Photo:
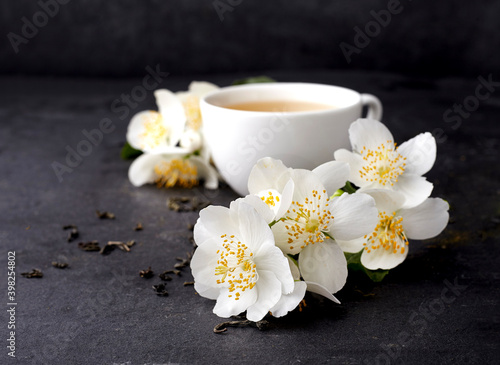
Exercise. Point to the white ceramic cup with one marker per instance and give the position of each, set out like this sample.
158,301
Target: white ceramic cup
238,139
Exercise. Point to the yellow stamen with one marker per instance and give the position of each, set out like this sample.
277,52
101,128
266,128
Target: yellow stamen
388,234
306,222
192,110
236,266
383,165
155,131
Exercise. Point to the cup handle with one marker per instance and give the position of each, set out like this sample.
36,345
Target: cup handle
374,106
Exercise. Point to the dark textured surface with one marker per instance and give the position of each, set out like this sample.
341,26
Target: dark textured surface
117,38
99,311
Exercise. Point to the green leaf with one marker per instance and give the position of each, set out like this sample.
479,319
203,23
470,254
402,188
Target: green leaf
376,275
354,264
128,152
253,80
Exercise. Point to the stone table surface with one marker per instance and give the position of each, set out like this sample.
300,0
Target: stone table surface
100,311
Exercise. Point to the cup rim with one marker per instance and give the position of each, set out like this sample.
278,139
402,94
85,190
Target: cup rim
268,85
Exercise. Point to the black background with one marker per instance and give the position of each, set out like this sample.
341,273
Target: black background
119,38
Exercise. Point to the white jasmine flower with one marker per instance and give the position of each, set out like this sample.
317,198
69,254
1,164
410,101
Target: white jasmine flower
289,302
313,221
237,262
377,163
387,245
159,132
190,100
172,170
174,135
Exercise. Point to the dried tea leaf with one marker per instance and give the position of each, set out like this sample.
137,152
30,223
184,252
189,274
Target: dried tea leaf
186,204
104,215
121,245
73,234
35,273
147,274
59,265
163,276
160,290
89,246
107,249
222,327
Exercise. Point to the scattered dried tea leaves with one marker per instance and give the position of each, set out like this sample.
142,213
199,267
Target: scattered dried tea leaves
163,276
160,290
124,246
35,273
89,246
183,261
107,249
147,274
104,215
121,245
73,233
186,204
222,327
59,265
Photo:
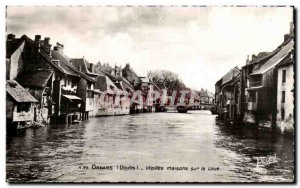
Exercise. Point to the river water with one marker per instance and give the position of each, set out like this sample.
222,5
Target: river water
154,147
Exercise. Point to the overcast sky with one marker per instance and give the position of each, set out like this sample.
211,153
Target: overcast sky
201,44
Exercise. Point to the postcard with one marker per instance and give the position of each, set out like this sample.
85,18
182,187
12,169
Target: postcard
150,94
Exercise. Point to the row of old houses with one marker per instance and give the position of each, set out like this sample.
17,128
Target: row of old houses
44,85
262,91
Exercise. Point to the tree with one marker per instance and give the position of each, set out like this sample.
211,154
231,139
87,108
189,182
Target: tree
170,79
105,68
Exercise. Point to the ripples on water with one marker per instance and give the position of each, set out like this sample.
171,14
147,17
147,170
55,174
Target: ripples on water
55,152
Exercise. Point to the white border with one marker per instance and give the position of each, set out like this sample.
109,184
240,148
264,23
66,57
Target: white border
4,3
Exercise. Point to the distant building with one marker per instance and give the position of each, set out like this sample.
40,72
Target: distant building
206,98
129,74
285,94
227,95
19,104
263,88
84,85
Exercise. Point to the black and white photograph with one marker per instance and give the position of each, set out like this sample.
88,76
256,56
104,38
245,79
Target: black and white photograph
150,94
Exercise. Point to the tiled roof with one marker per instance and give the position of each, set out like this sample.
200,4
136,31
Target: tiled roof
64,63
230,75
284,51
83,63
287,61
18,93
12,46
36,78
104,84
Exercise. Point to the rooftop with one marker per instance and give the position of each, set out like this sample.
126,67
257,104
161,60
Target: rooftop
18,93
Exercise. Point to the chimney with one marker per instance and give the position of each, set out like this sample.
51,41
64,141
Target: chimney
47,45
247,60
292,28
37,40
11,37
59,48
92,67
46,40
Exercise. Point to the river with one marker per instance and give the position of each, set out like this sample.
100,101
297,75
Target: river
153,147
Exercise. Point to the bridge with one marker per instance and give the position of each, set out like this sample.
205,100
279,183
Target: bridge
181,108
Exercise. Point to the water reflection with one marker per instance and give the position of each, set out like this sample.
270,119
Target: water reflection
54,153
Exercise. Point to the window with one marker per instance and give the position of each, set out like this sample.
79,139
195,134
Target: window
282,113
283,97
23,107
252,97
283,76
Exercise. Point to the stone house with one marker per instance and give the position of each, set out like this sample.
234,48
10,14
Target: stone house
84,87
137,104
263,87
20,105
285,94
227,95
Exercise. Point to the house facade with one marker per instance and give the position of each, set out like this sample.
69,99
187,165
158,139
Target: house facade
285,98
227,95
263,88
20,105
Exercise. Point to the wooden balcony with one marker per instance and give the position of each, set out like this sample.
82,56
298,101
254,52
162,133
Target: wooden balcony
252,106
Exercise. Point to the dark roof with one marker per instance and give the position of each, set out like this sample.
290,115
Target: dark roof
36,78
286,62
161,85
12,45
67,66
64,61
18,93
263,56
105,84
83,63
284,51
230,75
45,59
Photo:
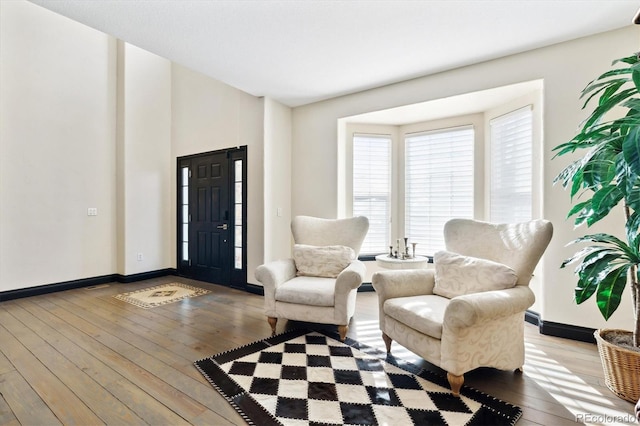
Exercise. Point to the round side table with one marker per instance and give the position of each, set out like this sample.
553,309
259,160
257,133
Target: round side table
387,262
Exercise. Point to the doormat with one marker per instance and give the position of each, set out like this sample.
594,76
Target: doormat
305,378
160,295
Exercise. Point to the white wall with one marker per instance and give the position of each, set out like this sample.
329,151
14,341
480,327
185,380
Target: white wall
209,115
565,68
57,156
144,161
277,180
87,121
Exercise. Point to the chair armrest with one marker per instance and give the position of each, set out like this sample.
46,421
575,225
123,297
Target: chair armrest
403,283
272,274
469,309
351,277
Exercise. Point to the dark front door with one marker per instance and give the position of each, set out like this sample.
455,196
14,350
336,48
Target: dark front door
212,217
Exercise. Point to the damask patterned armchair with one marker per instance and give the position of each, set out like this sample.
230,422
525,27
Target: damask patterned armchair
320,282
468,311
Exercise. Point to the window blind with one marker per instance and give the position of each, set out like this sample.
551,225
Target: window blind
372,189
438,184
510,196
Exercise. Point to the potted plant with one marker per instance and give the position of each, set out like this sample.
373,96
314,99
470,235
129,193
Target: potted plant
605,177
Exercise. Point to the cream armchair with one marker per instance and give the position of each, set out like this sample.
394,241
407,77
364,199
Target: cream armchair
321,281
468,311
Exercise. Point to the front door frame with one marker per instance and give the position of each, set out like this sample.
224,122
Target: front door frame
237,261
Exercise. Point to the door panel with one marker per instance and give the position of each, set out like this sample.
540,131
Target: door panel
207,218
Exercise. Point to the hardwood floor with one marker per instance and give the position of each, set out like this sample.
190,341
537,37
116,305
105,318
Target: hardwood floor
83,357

========

Every entry above should be printed again exactly, except for the pictures.

● **TASK RESPONSE**:
Photo:
Exercise. Point to the white ceramic cup with one marker per instance and give the position of each, set out like this sample.
158,301
Target: white ceramic cup
238,139
Exercise. Point to the yellow stamen with one marker per instance and give the position of each, set out like this sample.
277,52
101,128
266,128
Target: yellow stamen
388,234
306,222
192,110
236,266
383,165
155,131
Exercise. Point to the cup handle with one marker per instance and give the position of each, set out like this sample.
36,345
Target: cup handle
374,106
Exercise. Point to the dark textured surface with one marker per instance and give the position of each, set out like this sample.
341,26
Target: dark textured surface
117,38
99,311
Exercise. Point to the green leaf with one marker per instance and give the position of each, set out like this sample.
479,319
203,23
470,254
402,188
Target: green leaf
376,275
354,264
128,152
253,80
Exercise. Point to the stone table surface with one marker per instance and give the position of each, set out like this sample.
300,0
Target: stone table surface
100,311
Exercise. Point to the cup rim with one marker per instance and give the position of each, set out like this sample.
278,139
402,94
85,190
Target: cup rim
268,85
Exercise. Point to the black background with one marker per instance and give the position of each, set out like this sample.
341,273
Target: black background
119,38
Exercise. Point to the white jasmine flower with one marker per instance and give the position of each, set out like this sample.
317,198
69,254
1,164
410,101
Target: white jasmine flower
289,302
313,221
237,262
377,163
387,245
159,132
190,100
172,170
174,135
Exercise. Point to the dried tea leaf with one marker per instance and give the position of each, set out like this sample.
137,152
30,223
184,252
189,274
Target: dried tea leaf
186,204
104,215
121,245
73,234
35,273
147,274
59,265
163,276
160,290
89,246
107,249
222,327
Exercise. Point to the scattered dried tea leaves with one marker per instance and give the position of each, set out like this sample.
142,213
199,267
Target: scattered dried tea leaves
163,276
160,290
124,246
35,273
89,246
183,261
107,249
147,274
104,215
121,245
73,233
186,204
222,327
59,265
Photo:
Exercise. Point to the river water with one marker per instance and give the position of each, set out like this sample.
222,5
Target: river water
154,147
Exercise. Point to the overcast sky with one marker per instance and give the position of each, set out like this sample.
211,153
Target: overcast sky
201,44
Exercise. Point to the postcard with one marker per instance and give the position of each, set out like this sample.
85,18
182,187
12,169
Target: postcard
150,94
Exercise. Point to the row of old houses with one marker per instance and give the position of each, set out like this sample.
17,128
Target: row of old houses
44,85
262,91
Exercise. Point to the tree with one marker per instance and give the position of each, set out like this sample.
211,154
231,139
87,108
189,182
Target: tree
170,79
105,68
Exercise. Point to the ripples on water with one marker per instance and give the position of each, set out like this sample.
171,14
147,17
147,170
55,174
Target: ripples on water
55,152
Exercise. Point to the white border with one marker per instance and give the position of each, set out like this sample.
109,184
240,148
264,23
66,57
Target: white border
4,3
Exercise. Point to the distant building with one marker per instance and give the position of each, set out like this sample.
40,72
Target: distant building
206,98
129,74
285,94
227,95
19,104
263,88
84,85
Exercise. Point to the black and white photograph with one marker per instance and give the position of each, set out like this sample.
88,76
256,56
104,38
245,79
Target: black and white photograph
150,94
Exercise. Point to the tiled roof with one marker per instance and give the position of each, set out like this sample.
200,4
136,31
Target: tiled roof
64,63
230,75
284,51
83,63
287,61
18,93
12,46
36,78
104,84
Exercise. Point to the rooftop with one marker per instance and give the position of each, set out like this sample.
126,67
257,104
161,60
Target: rooftop
18,93
Exercise. Point to the chimney with one marker per instance and give the position of each, set out like this sample.
51,41
64,141
Target: chimney
47,45
247,60
292,28
37,40
11,37
59,48
92,67
46,40
Exercise. Point to the river with one marker per instance and give the position of each, set out like this sample.
100,101
297,75
Target: river
153,147
Exercise. Point to the bridge with one marker per instance and give the position of each, set out like this sample.
205,100
279,183
Target: bridge
181,108
Exercise. Point to the water reflection with one marker per instance and give the position of each, set out like this sample.
270,119
Target: water reflection
54,153
Exercise. Point to the window with one marker per instance and give the position of each, set out like this sample.
79,139
195,134
Target: window
282,113
283,97
23,107
252,97
283,76
Exercise. Point to the stone house with one marker per instance and give the position of each, set out like this sample.
234,48
10,14
Target: stone house
84,87
137,104
263,87
20,105
285,94
227,95
Exercise. Point to the house facade with one marker per instance and give the position of each, set out like this sample.
69,99
187,165
158,139
Target: house facade
285,98
227,95
263,88
20,105
Exercise. Point to the wooden balcony with one marker per instance and give the position of each, set out like this sample.
82,56
298,101
254,52
162,133
Target: wooden balcony
252,106
Exercise. Point to the dark roof with one marker per instance and give the position of each, set out like this sample.
290,115
Target: dark roof
36,78
286,62
161,85
12,45
67,66
64,61
18,93
263,56
105,84
83,63
284,51
230,75
45,59
Photo:
Exercise. Point to the round side table with one marker per instance and give the position of each, set out like this sample.
553,309
259,160
257,133
Target: round side table
387,262
Exercise. Point to the doormat with one marker per instance and give the position of each, set out like this sample.
594,76
Target: doormat
305,378
160,295
Exercise. Point to the white wall with one marker per instance and give the position of each, set out like this sample.
329,151
14,341
480,327
185,380
Target: white wall
209,115
565,68
57,156
144,161
277,180
87,121
Exercise. Point to the chair armrest with one marker per instance and give the position of each, set out like this sample.
46,421
575,225
123,297
Target: chair armrest
403,283
272,274
469,309
351,277
Exercise. Point to the dark front door with one marker per instance and give the position of each, set out like this sample.
455,196
14,350
336,48
Target: dark front door
212,217
Exercise. Point to the damask patterned armchair with one marker per instance and give the position of each, set out like this sample.
230,422
525,27
Target: damask patterned armchair
320,282
468,311
Exercise. Point to the window blind with one marker per instance and give the position of each, set out like this sample.
551,225
Target: window blind
372,189
438,184
510,196
Exercise. Point to the potted plant with one marker per instance and give the position of each, set out like this sample.
373,96
314,99
470,235
129,193
Target: potted plant
605,177
Exercise. Point to the cream armchair with one marker per instance and give the position of each, set out like this sample.
394,241
407,77
364,199
Target: cream armchair
321,281
468,311
Exercise. Point to the front door frame with one marker per instance and give the position of each, set out like this sample.
224,122
Target: front door frame
237,261
Exercise. Point to the door panel with one marker per instance and give the position of each, set out like this sample.
540,131
Target: door panel
207,218
Exercise. Point to the hardwood floor with one marker per instance and give the position of each, set out like this sample.
190,341
537,37
116,305
105,318
Target: hardwood floor
83,357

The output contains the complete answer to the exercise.